Il reato di tortura non è contemplato nel nostro ordinamento, nonostante gli obblighi internazionali assunti, in particolare con la ratifica dellaConvenzione di New York del 1984. La Corte europea dei diritti umani, dunque, ha condannato l’Italia non solo per quanto fatto a uno dei manifestanti, ma anche perché non ha una legislazione adeguata a punire il reato di tortura.
I fatti della scuola genovese Armando Diaz sono avvenuti durante la riunione dei capi di governo dei maggiori Paesi industrializzati che si è svolta nel capoluogo ligure da venerdì 20 luglio a domenica 22 luglio 2001. Le scuole Diaz, Pertini e Pascoli, erano divenute centro del coordinamento del Genoa Social Forum, un’aggregazione di movimenti, partiti e società civile che contesta la globalizzazione capitalista, guidato da Vittorio Agnoletto, Nei giorni precedenti la città di Genova era stata teatro di manifestazioni dei movimenti no-global e di associazioni pacifiste contro la presenza del G8. Durante una di queste aveva trovato la morte il manifestante Carlo Giuliani, ucciso da un poliziotto con un colpo di pistola mentre stava gettando una bottiglia molotov all’interno di un blindato delle forze dell’ordine. Alla Diaz la notte del 21 luglio hanno fatto irruzione i reparti mobili della Polizia di Statp di Genova, Roma e Milano, con il supporto operativo dei Carabinieri. Il risultato fu di 93 attivisti fermati, 61 portati in ospedale, 3 dei quali in prognosi riservata, e uno in coma. Finirono sotto accusa 125 poliziotti, compresi dirigenti e capisquadra, per quello che fu definito un pestaggio da “macelleria messicana” dal vicequestore Michelangelo Fournier.
====
▸ **Compiti da svolgere**:
[1] Secondo il brano, in quali giorni si svolse a Genova la riunione dei capi di governo dei maggiori Paesi industrializzati?
[2] Cita dal brano il tratto che comincia con "Il reato di tortura non" e prosegue fino a "reato di tortura.".
[3] Riscrivi in forma più breve il paragrafo del brano che inizia con "Il reato di tortura", mantenendone i fatti principali.
Le voci riportate qui non sono necessarie.

▸ **Dati da analizzare**:
====
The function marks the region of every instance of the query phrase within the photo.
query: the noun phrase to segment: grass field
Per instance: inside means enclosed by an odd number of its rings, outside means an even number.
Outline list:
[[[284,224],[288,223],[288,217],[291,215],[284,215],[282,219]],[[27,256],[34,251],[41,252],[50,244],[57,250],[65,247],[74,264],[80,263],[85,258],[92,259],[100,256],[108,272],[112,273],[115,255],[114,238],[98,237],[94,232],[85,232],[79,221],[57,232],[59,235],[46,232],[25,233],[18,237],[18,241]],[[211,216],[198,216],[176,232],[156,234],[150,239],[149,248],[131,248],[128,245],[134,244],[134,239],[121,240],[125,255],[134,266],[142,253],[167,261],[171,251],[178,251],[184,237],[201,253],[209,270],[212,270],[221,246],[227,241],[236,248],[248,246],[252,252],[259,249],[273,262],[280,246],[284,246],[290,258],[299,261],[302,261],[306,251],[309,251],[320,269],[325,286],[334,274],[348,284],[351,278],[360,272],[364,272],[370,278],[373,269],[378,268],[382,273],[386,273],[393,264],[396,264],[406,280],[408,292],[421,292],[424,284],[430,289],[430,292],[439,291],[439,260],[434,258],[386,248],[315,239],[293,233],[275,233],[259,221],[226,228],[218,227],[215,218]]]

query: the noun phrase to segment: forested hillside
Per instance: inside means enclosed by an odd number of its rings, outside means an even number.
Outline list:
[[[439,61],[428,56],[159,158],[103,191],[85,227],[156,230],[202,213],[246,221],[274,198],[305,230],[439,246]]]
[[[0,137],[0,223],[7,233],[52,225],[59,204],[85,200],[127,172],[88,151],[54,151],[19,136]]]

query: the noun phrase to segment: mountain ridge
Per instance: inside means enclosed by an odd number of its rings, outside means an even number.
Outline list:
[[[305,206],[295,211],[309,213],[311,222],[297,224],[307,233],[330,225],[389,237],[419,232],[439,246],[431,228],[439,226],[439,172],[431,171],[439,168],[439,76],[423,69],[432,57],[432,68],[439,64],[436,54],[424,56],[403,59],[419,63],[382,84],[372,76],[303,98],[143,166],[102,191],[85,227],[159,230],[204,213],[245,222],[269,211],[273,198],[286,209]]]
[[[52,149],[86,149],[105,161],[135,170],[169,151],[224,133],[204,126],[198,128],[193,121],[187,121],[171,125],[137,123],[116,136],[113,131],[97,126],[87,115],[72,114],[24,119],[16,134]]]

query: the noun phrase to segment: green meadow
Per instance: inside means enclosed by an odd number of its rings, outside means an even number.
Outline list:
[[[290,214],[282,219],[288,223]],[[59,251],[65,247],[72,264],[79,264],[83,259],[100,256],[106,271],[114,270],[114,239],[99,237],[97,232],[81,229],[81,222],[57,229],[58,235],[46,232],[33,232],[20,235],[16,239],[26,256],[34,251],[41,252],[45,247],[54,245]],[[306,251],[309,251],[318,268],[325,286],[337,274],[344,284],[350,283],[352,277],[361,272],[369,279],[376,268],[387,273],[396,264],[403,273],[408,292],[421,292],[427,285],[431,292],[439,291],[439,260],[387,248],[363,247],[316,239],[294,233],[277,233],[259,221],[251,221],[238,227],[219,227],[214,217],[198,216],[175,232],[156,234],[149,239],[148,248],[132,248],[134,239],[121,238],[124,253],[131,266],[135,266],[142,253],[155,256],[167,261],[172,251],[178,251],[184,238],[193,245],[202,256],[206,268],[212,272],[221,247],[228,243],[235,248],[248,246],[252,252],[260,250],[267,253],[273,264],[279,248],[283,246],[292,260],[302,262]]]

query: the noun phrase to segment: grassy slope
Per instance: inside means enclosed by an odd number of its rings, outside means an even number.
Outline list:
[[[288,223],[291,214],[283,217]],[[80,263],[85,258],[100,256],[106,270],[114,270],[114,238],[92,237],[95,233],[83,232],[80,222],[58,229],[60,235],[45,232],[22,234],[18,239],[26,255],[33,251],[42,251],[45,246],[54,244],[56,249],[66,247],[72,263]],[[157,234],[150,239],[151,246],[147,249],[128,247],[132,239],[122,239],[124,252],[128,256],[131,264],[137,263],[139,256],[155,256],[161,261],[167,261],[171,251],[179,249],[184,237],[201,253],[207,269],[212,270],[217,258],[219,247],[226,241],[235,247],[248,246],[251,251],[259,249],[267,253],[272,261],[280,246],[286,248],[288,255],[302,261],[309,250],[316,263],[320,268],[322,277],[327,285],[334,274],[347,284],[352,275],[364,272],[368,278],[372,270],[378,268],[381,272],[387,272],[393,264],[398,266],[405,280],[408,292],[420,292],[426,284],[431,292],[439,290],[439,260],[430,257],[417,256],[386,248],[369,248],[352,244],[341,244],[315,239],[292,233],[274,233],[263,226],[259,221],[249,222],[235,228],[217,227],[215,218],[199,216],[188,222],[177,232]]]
====
▸ **Elenco soluzioni**:
[1] Da venerdì 20 luglio a domenica 22 luglio 2001.

[2]
Il reato di tortura non è contemplato nel nostro ordinamento, nonostante gli obblighi internazionali assunti, in particolare con la ratifica dellaConvenzione di New York del 1984. La Corte europea dei diritti umani, dunque, ha condannato l’Italia non solo per quanto fatto a uno dei manifestanti, ma anche perché non ha una legislazione adeguata a punire il reato di tortura.

[3] Il nostro ordinamento non prevede il reato di tortura, malgrado gli obblighi internazionali assunti, in particolare con la ratifica della Convenzione di New York del 1984. Per questo la Corte europea dei diritti umani ha condannato l'Italia sia per quanto fatto a uno dei manifestanti sia per la mancanza di una legislazione adeguata contro la tortura.